• **GIVEN TASK**
Copy each of the items below verbatim, line for line.

• **MATERIAL TO PROCESS**
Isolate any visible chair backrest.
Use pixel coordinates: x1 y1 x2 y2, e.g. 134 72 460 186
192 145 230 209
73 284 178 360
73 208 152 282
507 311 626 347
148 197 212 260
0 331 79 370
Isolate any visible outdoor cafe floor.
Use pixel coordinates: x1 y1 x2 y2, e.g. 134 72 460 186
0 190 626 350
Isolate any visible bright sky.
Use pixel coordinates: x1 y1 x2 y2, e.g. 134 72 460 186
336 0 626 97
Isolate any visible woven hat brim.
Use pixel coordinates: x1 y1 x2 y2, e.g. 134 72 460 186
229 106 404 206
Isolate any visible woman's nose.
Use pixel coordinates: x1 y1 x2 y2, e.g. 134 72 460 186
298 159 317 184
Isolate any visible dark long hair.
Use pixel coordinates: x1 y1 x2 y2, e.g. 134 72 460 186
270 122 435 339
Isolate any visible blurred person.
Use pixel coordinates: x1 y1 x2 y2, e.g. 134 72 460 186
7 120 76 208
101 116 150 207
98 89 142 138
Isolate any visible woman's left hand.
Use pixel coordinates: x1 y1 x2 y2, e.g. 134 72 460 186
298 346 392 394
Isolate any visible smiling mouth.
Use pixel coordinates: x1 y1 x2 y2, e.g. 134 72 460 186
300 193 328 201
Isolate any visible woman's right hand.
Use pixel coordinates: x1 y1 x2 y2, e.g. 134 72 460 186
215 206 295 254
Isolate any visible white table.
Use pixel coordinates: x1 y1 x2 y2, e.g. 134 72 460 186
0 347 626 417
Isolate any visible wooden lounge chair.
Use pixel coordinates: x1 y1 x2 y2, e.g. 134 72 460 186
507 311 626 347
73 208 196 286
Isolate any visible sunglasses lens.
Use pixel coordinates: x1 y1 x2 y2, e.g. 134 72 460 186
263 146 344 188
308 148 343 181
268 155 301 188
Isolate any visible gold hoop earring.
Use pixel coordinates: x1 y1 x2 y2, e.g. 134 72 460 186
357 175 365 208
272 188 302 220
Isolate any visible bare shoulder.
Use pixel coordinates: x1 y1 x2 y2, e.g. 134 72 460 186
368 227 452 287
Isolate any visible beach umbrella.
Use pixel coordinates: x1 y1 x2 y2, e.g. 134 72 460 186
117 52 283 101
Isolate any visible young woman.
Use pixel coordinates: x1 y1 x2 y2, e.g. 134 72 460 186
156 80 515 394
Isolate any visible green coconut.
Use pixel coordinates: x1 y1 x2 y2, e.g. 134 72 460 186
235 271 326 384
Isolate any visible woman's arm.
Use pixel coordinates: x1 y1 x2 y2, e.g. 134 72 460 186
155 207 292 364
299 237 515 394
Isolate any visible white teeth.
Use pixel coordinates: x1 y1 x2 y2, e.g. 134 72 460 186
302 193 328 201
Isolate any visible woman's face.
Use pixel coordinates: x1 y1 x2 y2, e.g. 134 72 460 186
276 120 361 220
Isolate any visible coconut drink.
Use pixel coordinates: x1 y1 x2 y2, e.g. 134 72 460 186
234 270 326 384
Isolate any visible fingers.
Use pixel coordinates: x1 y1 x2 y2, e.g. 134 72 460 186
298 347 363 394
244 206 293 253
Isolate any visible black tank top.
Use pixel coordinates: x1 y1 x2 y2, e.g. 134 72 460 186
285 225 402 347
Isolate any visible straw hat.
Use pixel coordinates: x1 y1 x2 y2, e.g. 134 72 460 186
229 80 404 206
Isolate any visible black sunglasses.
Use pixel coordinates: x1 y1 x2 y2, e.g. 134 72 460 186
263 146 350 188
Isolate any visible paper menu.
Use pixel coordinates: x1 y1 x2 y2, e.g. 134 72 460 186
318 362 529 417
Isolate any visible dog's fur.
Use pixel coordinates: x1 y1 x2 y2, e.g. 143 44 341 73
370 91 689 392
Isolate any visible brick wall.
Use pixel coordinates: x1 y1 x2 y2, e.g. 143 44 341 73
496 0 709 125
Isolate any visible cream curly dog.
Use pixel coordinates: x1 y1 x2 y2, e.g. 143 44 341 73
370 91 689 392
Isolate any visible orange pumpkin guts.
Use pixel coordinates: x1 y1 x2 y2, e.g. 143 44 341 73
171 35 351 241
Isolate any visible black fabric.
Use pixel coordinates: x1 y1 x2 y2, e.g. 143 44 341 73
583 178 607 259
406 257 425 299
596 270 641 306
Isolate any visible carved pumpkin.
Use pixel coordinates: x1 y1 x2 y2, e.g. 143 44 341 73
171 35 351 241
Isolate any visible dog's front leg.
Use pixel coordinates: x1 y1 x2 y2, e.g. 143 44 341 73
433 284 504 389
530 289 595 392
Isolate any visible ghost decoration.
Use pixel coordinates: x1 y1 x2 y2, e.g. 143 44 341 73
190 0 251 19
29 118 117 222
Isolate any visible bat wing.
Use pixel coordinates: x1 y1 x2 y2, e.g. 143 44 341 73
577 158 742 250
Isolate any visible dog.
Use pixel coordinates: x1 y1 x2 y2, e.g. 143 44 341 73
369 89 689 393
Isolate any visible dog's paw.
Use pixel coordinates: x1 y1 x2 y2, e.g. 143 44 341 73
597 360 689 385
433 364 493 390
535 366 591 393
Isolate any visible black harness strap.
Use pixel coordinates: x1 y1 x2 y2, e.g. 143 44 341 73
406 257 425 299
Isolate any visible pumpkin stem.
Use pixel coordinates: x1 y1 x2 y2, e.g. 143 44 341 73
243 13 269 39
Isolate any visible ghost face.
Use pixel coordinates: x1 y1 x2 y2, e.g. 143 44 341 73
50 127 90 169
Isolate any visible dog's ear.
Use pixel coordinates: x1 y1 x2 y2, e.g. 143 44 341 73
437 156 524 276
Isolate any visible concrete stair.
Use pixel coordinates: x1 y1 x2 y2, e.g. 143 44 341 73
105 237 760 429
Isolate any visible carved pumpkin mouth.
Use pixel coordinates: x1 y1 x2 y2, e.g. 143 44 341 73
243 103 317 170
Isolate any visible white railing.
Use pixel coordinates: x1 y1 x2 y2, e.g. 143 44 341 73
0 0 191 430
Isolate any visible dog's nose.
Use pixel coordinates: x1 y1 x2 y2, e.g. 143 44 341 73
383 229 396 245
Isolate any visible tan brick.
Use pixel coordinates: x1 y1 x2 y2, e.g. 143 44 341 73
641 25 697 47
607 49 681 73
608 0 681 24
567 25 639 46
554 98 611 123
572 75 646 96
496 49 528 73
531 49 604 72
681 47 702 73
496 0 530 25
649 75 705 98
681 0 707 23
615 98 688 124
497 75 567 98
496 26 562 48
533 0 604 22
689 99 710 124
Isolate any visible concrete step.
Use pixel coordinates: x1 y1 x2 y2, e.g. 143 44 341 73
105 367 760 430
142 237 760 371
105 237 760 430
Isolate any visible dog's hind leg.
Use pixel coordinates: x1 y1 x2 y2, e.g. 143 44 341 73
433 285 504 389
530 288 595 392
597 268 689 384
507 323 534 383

• **THE ANSWER**
Isolate any visible chair backrest.
Use pixel coordinates: x1 y1 x2 y2, e.g. 134 72 460 186
192 145 230 209
73 284 178 360
73 208 152 282
507 311 626 347
148 197 212 260
0 331 79 370
Isolate any visible outdoor cafe floor.
Use pixel coordinates: x1 y1 x2 y2, e.g. 134 72 460 186
0 190 626 350
Isolate any visible bright sky.
Use pixel coordinates: x1 y1 x2 y2, e.g. 134 72 460 186
336 0 626 97
Isolate any visible woven hat brim.
Use pixel coordinates: x1 y1 x2 y2, e.g. 134 72 460 186
229 106 404 206
Isolate any visible woman's nose.
Use pixel coordinates: x1 y1 x2 y2, e.g. 134 72 460 186
298 159 317 184
Isolate any visible dark long hair.
Use pixel coordinates: x1 y1 x2 y2, e.g. 134 72 460 186
270 122 435 339
Isolate any visible blurred person.
Use pixel coordinates: x1 y1 x2 y2, e.g. 134 72 460 186
7 120 76 208
101 116 150 207
98 89 142 138
Isolate any visible woman's left hand.
Use pixel coordinates: x1 y1 x2 y2, e.g. 134 72 460 186
298 346 392 394
Isolate any visible smiling mouth.
Use pixel coordinates: x1 y1 x2 y2, e.g. 134 72 460 186
300 193 328 201
Isolate any visible woman's right hand.
Use pixel coordinates: x1 y1 x2 y2, e.g. 134 72 460 186
215 206 295 254
Isolate any visible white table.
Use pixel coordinates: x1 y1 x2 y2, e.g. 134 72 460 186
0 347 626 417
Isolate any visible wooden lounge chair.
Use pixel coordinates: x1 y1 x2 y2, e.g. 134 72 460 186
507 311 626 347
73 208 196 286
Isolate any visible sunglasses lens.
Use pixel coordinates: x1 y1 x2 y2, e.g. 134 72 460 186
263 146 344 188
308 148 343 181
268 155 301 188
Isolate any visible gold hoop earring.
Use pixel coordinates: x1 y1 x2 y2, e.g. 134 72 460 186
357 175 365 208
272 188 302 220
Isolate any visible bare shoulder.
Use pixel coordinates: x1 y1 x2 y2, e.g. 134 72 460 186
368 227 452 287
Isolate any visible beach umbrella.
Use pixel coordinates: x1 y1 x2 y2, e.g. 134 72 460 186
117 52 283 101
Isolate any visible young woman.
Use pixel coordinates: x1 y1 x2 y2, e.g. 134 72 460 186
156 80 515 394
Isolate any visible green coconut.
Use pixel coordinates: x1 y1 x2 y2, e.g. 134 72 460 186
235 271 326 384
Isolate any visible woman's arm.
Use pixel coordinates: x1 y1 x2 y2, e.g. 134 72 460 186
155 207 292 364
299 237 515 394
Isolate any visible white teeth.
Use pixel coordinates: x1 y1 x2 y2, e.g. 134 72 460 186
302 193 328 201
Isolate any visible woman's face.
Use pixel coordinates: x1 y1 x2 y2, e.g. 134 72 460 186
276 120 361 220
Isolate any visible coconut drink.
Use pixel coordinates: x1 y1 x2 y2, e.g. 134 72 460 186
234 270 326 384
Isolate any visible fingers.
Use pixel coordinates: x1 y1 x2 y2, e.g. 134 72 460 186
298 347 363 394
244 206 293 253
Isolate any visible black tank top.
Use pixel coordinates: x1 y1 x2 y2, e.g. 134 72 460 186
285 225 402 347
Isolate any visible straw hat.
Use pixel coordinates: x1 y1 x2 y2, e.g. 134 72 460 186
229 80 404 206
Isolate any visible black sunglasses.
Use pixel coordinates: x1 y1 x2 y2, e.g. 134 72 460 186
263 146 350 188
Isolate any visible paper menu.
Use pixel coordinates: x1 y1 x2 y2, e.g. 134 72 460 186
318 362 529 417
Isolate any visible dog's fur.
Use pixel coordinates: x1 y1 x2 y2, e.g. 143 44 341 73
370 91 689 392
Isolate any visible brick wall.
Use pixel coordinates: x1 y1 x2 y2, e.g. 143 44 341 73
496 0 709 125
Isolate any visible cream curly dog.
Use pixel coordinates: x1 y1 x2 y2, e.g. 143 44 341 73
370 91 689 392
Isolate any visible orange pumpkin guts.
Use pixel coordinates: x1 y1 x2 y2, e.g. 143 44 341 73
171 35 351 241
Isolate any visible black fabric.
Use pixel coordinates: x1 y1 x2 y2, e.g. 143 44 341 73
583 178 607 259
406 257 425 299
596 270 641 306
Isolate any visible carved pumpkin.
Use pixel coordinates: x1 y1 x2 y2, e.g. 143 44 341 73
171 35 351 241
Isolate any visible dog's front leg.
Use pixel coordinates: x1 y1 x2 y2, e.g. 143 44 341 73
433 284 504 389
530 289 595 392
Isolate any visible ghost decoration.
Use pixel coordinates: x1 y1 x2 y2, e.g. 143 44 341 73
190 0 251 19
29 118 117 222
Isolate any visible bat wing.
Use pixel coordinates: x1 y1 x2 y2, e.g. 143 44 341 73
577 158 742 250
Isolate any visible dog.
Use pixel coordinates: x1 y1 x2 y2, e.g. 143 44 341 73
369 89 689 393
Isolate any visible dog's paw.
Use pixel coordinates: x1 y1 x2 y2, e.g. 143 44 341 73
597 360 689 385
433 364 493 390
535 366 591 393
Isolate any visible black harness strap.
Use pixel coordinates: x1 y1 x2 y2, e.g. 143 44 341 73
406 257 425 299
Isolate any visible pumpkin stem.
Use pixel coordinates: x1 y1 x2 y2, e.g. 143 44 341 73
243 13 269 39
Isolate any visible ghost face.
Use pixel coordinates: x1 y1 x2 y2, e.g. 143 44 341 73
50 127 90 169
Isolate any visible dog's ear.
Use pixel coordinates: x1 y1 x2 y2, e.g. 143 44 341 73
437 156 524 276
Isolate any visible concrete stair.
Use pixel coordinates: x1 y1 x2 y2, e.g. 143 44 341 73
105 237 760 429
Isolate any visible carved pumpkin mouth.
Use pixel coordinates: x1 y1 x2 y2, e.g. 143 44 341 73
243 103 317 170
Isolate any visible white railing.
Use pixel coordinates: x1 y1 x2 y2, e.g. 143 44 341 73
0 0 191 430
Isolate any visible dog's nose.
Use pixel coordinates: x1 y1 x2 y2, e.g. 143 44 341 73
383 229 396 245
Isolate any visible tan brick.
Use pixel coordinates: x1 y1 x2 y2, e.g. 143 44 341 73
641 25 697 47
607 49 681 73
608 0 681 24
567 25 639 46
554 98 611 123
572 75 646 96
496 49 528 73
531 49 604 72
681 47 702 73
496 0 530 25
649 75 705 98
681 0 707 23
615 98 688 124
497 75 567 98
496 26 562 48
533 0 604 22
689 99 710 124
Isolate any visible concrete step.
Use pixel coordinates: x1 y1 x2 y2, e.g. 143 44 341 73
105 367 760 430
142 237 760 371
105 237 760 430
Isolate any visible dog's hind leg.
Use pixel coordinates: x1 y1 x2 y2, e.g. 143 44 341 73
433 285 504 389
530 288 595 392
597 268 689 384
507 323 534 383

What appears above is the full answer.